This application claims Paris Convention priority of DE 101 62 093.4 filed Dec. 18, 2001 the complete disclosure of which is hereby incorporated by reference.

BACKGROUND OF THE INVENTION

The invention concerns an X-ray optical system with an X-ray source and a first graded multi-layer mirror, wherein the extension Q_x of the X-ray source in an x direction perpendicular to the connecting line in the z direction between X-ray source and a first graded multi-layer mirror is larger than the region of acceptance of the mirror at a focus of the mirror in the x direction.

A system of this type is known e.g. from “X-Ray Microscopy”, V. E. Cosslett et al., Cambridge at the University Press, 1960 which describes the principal operating mode of an arrangement of this type.

A concave focusing X-ray mirror can have a cylindrical, elliptical, or parabolic surface of curvature. When parabolic mirrors are used, the impinging X-radiation can, in particular, be rendered parallel.

The use of multi-layer mirrors in connection with a Kirkpatrick-Baez arrangement is described in an article by J. Underwood in the journal, Applied Optics, Vol. 25, No. 11 (1986).

● **Extracted information**:
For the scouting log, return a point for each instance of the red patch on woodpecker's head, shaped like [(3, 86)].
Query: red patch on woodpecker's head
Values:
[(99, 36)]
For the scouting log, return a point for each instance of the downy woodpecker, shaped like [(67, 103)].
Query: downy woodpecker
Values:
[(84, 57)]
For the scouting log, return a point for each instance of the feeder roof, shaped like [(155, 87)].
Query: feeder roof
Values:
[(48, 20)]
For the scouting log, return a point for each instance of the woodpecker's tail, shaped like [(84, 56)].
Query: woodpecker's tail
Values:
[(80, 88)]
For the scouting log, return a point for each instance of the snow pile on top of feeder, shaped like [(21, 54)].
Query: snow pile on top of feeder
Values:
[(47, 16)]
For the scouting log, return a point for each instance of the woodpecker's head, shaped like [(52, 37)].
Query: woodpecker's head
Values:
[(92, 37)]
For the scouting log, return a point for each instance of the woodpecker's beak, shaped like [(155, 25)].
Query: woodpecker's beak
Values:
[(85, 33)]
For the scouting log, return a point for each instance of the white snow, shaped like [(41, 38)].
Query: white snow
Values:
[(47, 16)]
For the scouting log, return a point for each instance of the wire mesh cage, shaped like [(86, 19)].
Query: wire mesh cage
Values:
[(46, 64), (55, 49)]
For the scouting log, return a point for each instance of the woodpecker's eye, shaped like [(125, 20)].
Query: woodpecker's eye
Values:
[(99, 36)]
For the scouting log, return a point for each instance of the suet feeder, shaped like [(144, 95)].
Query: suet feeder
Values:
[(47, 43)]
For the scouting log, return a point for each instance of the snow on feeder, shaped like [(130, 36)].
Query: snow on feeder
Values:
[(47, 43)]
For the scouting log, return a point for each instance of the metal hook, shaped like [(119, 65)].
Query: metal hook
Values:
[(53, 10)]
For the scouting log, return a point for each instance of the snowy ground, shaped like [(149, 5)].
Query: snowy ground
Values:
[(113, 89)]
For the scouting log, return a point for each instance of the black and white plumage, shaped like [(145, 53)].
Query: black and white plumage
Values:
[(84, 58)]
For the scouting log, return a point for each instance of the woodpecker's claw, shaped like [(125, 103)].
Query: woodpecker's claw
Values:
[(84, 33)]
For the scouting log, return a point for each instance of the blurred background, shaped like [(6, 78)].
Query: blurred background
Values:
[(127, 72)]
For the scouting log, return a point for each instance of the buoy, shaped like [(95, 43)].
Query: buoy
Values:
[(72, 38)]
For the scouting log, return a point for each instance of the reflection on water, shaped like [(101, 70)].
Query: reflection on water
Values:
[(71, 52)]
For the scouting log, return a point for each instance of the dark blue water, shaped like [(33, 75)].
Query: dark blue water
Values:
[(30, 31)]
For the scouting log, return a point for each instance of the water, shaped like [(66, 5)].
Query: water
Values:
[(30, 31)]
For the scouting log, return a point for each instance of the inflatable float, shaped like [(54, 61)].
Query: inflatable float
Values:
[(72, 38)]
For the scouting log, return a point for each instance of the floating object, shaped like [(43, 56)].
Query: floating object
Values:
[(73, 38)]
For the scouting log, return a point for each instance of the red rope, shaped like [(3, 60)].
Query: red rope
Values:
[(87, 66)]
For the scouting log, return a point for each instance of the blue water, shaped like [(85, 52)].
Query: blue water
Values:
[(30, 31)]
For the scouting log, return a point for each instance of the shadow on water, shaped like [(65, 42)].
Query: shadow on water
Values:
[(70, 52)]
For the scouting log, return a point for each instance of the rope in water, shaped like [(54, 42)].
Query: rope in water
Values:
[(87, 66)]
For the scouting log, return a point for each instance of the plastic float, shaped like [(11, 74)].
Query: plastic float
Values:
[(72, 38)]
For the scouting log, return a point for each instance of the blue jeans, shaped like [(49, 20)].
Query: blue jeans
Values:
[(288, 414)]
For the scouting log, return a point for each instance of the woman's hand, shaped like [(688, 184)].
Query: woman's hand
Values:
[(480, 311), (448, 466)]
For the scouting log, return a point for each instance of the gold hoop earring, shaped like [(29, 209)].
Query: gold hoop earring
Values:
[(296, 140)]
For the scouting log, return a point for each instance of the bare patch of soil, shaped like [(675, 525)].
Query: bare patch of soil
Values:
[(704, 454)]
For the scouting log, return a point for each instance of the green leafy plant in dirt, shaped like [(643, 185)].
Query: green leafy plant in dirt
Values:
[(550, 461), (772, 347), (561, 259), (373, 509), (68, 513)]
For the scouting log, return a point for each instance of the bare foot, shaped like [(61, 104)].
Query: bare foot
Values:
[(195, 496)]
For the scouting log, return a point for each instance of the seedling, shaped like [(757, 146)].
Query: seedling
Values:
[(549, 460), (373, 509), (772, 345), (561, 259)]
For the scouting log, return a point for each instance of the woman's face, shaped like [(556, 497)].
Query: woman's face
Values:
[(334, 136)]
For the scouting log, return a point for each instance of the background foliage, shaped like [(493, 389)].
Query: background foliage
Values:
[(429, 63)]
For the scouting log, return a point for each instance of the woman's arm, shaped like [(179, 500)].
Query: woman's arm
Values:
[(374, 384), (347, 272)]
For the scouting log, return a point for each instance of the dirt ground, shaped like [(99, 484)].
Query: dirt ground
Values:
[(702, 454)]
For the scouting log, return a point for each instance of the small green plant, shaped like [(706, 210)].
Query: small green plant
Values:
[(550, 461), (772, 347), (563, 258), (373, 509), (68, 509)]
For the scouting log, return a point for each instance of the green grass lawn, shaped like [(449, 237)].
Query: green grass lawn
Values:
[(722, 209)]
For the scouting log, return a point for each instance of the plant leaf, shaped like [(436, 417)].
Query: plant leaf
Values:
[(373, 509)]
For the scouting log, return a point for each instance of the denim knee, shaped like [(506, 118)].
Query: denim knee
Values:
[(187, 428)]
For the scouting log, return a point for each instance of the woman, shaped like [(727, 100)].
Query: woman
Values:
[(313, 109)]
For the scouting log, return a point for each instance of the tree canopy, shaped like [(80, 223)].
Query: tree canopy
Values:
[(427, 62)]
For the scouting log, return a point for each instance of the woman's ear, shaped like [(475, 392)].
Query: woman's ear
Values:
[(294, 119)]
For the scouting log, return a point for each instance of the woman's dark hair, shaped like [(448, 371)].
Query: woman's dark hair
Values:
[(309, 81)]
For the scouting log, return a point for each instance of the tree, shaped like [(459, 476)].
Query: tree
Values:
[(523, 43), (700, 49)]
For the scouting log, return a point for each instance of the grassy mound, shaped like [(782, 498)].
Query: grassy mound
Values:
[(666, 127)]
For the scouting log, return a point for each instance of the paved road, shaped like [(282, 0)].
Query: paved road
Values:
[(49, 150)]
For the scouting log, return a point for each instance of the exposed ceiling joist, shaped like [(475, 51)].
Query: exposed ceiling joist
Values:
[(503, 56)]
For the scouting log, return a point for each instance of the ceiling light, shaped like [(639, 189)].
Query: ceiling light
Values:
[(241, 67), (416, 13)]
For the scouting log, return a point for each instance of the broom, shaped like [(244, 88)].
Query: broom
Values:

● **What you will do**:
a: Return the part of the X-ray optics text between "The invention concerns" and "the x direction.", inclusive, with the wording unchanged.
b: Write the next part of the X-ray optics text, picking up after its final sentence.

● **Answers given**:
a:
The invention concerns an X-ray optical system with an X-ray source and a first graded multi-layer mirror, wherein the extension Q_x of the X-ray source in an x direction perpendicular to the connecting line in the z direction between X-ray source and a first graded multi-layer mirror is larger than the region of acceptance of the mirror at a focus of the mirror in the x direction.

b:
As background discussion of the magnitudes of the quantities of interest, it is noted that the angle of acceptance of typical multi-layer mirrors is in the region of 1 mrad and typical foci in the region of several centimeters. The electron focus of the X-ray source varies in a linear range of 10 μm to a few millimeters. The acceptance of one mirror has a minimum linear size in the region of a few 10 μm and is typically striped. However, typical X-ray samples have linear extensions in the range of 100 μm up to a few millimeters and typically several tenths of a millimeter.

One main problem with X-ray optical systems of this type having extended X-ray sources, is that only X-ray radiation from a relatively small surface region of the electron focus satisfies the Bragg condition for diffraction on the graded multi-layer mirror (=Göbel mirror). For this reason, only a small part of the useful emitted radiation is guided from the X-ray source via the X-ray mirror in a predetermined desired direction. The entire surface of the X-ray source emits disturbing radiation (with a “wrong” wavelength, in particular K_β) which can pass, via the X-ray mirror, through the entire apparatus to finally gain entrance to the X-ray detector.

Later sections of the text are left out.